# Field of Fractions

Throughout this article, A denotes an integral domain (which may not be a UFD).

Definition.

The field of fractions of A is an embedding of A into a field K,

$i : A\hookrightarrow K$

such that every element of K can be expressed as $\frac a b$, where $a\in A$ and $b\in A-\{0\}$.

Exercise A

Prove that the field of fractions of A is unique up to isomorphism.

Examples

1. $\mathbb Q$ is a field of fractions of $\mathbb Z$.

2. $\mathbb Q[\sqrt{-1}]$ is a field of fractions of $\mathbb Z[\sqrt{-1}]$.

3. A field of fractions of $k[X]$ (k = field) is given by the set of all $\frac{f(X)}{g(X)}$ where $f(X), g(X)\in k[X]$ and $g(X) \ne 0$.

The third example strongly hints at a general construction.

Proposition 1.

Every domain A has a field of fractions.

The trick is to “formally” invert elements. Although the proof is long, most of it is tedious mechanical work and not particularly illuminating.

## EXTRACTED DATA:
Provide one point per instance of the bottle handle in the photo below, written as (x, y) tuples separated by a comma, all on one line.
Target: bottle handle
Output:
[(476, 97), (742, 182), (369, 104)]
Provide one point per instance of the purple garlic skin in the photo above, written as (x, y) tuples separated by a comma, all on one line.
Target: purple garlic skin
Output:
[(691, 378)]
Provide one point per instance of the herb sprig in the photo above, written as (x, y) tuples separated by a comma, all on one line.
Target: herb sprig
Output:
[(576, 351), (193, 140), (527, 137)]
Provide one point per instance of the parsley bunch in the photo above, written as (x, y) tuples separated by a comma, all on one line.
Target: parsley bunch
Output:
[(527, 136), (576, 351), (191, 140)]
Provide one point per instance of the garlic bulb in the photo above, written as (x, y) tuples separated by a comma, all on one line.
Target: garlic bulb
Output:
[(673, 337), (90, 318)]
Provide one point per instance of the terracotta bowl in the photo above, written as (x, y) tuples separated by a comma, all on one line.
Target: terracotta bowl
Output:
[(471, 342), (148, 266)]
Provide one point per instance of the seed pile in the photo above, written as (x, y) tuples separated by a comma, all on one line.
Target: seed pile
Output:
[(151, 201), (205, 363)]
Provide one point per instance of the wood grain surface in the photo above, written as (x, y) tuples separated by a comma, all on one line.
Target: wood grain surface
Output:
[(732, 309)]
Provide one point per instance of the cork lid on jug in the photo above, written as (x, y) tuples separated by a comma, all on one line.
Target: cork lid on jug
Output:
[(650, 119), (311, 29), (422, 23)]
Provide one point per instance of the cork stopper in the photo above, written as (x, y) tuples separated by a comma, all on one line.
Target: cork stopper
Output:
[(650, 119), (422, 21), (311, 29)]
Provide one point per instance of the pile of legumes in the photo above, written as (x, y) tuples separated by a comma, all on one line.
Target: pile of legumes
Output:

## WRITTEN PROBLEM:
Render this sentence from the page on fields of fractions in Spanish: "The third example strongly hints at a general construction." The listing stands apart from the text and is separate material.

## RESPONSE TO THIS TASK:
El tercer ejemplo sugiere con fuerza una construcción general.